BEGIN DATA TO USE

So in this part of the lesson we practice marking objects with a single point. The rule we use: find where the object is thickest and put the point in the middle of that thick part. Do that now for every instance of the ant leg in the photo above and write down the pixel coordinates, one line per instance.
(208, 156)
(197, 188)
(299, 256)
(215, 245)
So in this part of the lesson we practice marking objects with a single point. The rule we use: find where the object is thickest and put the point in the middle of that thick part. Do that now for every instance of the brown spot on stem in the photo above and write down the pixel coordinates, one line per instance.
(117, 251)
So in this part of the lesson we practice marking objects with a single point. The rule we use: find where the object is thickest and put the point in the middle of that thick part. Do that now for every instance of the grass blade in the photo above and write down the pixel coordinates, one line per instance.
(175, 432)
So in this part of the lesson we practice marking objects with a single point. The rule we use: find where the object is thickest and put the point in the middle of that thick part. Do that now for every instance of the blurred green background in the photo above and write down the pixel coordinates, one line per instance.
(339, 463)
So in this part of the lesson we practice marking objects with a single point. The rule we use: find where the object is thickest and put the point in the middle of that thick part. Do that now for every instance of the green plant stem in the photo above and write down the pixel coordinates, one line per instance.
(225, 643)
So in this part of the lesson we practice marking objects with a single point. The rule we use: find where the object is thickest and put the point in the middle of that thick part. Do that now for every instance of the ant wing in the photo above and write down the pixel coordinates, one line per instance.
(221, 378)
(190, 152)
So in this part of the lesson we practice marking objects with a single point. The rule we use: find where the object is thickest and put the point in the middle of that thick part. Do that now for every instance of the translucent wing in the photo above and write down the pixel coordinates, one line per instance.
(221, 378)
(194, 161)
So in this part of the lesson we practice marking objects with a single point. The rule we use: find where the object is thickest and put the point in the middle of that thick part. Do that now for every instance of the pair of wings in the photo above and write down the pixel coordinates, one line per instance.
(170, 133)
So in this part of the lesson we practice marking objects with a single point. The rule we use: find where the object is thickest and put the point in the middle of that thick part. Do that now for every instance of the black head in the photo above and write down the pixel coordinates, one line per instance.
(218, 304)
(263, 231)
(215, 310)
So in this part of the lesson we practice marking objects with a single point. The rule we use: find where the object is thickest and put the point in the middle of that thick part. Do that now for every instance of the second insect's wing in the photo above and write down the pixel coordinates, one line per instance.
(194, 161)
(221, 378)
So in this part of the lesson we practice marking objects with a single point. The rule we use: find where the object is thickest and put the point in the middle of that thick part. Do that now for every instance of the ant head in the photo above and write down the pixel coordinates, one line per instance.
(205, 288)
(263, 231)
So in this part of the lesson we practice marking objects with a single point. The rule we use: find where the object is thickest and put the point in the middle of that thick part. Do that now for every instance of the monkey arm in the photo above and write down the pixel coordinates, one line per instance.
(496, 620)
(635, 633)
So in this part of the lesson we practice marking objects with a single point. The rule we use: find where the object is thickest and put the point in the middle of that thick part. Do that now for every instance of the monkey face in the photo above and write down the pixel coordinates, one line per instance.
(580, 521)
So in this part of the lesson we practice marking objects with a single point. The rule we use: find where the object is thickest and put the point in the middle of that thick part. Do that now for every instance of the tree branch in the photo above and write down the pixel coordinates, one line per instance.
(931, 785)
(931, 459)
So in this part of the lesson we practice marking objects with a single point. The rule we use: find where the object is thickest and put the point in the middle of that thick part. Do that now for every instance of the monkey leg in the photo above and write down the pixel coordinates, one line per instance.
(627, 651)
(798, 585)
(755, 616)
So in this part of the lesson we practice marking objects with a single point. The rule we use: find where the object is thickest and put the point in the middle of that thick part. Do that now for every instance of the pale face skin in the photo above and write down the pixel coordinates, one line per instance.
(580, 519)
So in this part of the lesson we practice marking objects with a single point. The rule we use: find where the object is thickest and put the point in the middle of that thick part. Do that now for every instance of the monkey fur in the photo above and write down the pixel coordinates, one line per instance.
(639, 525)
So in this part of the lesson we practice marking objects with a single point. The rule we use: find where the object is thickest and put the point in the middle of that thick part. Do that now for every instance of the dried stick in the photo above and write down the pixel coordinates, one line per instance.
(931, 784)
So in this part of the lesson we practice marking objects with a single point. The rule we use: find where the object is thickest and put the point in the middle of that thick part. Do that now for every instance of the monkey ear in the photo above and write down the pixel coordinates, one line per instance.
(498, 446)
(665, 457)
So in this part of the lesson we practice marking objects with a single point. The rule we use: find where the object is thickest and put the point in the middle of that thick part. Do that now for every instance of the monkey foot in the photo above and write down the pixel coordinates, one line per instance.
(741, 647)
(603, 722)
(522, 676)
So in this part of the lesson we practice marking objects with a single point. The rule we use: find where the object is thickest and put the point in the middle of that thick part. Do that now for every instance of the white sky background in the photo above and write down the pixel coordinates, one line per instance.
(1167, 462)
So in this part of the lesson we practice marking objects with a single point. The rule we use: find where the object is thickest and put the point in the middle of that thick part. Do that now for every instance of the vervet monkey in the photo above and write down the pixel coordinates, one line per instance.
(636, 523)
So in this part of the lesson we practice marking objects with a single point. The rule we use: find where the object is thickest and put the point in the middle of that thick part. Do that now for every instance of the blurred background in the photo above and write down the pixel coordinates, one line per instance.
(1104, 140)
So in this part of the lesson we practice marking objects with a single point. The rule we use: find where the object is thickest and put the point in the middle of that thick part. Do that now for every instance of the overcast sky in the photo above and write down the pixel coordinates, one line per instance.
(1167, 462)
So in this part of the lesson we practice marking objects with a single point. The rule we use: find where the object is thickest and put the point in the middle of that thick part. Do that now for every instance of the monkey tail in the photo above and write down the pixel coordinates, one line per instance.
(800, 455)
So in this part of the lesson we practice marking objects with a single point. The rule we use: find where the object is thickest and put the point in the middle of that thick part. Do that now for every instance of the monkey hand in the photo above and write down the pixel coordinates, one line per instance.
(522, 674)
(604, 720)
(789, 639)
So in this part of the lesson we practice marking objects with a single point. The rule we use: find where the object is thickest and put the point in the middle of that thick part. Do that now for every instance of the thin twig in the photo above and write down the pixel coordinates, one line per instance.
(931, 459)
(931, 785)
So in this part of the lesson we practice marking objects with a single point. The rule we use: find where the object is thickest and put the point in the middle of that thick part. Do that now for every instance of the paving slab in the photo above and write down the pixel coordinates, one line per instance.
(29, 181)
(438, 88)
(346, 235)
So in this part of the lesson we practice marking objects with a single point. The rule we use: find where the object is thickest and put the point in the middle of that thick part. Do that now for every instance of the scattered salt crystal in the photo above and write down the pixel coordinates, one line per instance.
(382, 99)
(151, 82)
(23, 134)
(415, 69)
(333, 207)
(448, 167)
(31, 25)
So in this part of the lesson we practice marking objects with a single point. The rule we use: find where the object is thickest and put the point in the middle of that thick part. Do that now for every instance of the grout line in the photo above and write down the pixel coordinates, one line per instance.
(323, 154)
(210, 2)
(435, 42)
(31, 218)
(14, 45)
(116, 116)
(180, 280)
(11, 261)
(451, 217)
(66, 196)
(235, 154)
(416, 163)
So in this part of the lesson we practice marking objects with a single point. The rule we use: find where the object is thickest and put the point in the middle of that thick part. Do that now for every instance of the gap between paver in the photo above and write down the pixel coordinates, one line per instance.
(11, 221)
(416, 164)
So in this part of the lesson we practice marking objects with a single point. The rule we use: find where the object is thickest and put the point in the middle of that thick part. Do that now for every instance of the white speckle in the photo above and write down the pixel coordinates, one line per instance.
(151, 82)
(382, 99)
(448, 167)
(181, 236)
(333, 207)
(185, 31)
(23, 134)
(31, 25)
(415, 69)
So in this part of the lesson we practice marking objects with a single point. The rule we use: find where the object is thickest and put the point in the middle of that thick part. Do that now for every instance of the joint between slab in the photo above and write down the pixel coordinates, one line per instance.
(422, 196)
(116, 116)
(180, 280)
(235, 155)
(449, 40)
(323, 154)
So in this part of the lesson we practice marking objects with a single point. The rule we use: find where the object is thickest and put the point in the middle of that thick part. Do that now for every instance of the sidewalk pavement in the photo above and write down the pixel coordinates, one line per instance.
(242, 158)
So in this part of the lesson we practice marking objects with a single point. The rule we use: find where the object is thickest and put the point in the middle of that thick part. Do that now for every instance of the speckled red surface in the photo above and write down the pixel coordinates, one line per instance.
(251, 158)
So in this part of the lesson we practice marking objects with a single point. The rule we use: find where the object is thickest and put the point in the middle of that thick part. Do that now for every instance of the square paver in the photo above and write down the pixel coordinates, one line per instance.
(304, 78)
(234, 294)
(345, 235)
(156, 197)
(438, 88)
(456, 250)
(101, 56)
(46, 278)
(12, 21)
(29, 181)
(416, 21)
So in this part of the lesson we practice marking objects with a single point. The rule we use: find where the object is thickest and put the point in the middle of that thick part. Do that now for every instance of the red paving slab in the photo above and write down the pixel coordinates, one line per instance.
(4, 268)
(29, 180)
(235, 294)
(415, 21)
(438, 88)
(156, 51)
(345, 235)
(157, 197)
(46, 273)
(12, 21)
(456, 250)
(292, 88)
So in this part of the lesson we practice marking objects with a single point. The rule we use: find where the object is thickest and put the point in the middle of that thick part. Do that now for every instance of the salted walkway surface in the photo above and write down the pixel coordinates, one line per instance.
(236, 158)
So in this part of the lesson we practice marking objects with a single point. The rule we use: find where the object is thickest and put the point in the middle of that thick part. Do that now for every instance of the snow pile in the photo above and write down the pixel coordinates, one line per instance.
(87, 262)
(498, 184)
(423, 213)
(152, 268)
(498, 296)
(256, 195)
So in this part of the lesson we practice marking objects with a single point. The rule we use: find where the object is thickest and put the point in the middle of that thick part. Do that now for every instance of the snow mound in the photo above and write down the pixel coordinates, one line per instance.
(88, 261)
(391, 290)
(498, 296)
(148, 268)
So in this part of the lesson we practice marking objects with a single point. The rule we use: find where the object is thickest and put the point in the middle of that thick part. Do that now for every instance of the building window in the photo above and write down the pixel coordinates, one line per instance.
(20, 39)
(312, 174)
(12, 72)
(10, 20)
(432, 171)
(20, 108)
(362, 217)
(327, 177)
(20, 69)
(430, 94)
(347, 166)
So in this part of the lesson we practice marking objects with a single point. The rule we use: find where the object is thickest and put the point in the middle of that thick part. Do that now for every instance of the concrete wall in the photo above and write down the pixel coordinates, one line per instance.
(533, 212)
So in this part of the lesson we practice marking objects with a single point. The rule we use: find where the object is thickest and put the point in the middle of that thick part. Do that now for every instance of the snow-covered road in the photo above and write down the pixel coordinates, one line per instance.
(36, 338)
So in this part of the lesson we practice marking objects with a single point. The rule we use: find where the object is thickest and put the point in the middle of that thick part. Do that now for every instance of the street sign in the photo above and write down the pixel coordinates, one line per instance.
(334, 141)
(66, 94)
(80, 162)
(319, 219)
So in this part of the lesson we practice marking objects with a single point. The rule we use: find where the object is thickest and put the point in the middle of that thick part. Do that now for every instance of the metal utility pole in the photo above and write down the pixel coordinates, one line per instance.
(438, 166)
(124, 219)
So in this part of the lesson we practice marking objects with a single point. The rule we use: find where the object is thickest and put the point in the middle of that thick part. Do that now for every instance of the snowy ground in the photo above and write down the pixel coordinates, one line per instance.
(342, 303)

END DATA TO USE

GOAL OF THE EXERCISE = Copy out everything from the line containing "of the snowy" down to the last line, keeping each one unchanged.

SOLUTION TO THIS EXERCISE =
So in this part of the lesson we practice marking objects with a single point. The rule we use: find where the object is thickest and put the point in the middle of that thick part. Do that now for every instance of the snowy ground in the photo above and write down the pixel coordinates, one line per instance.
(342, 303)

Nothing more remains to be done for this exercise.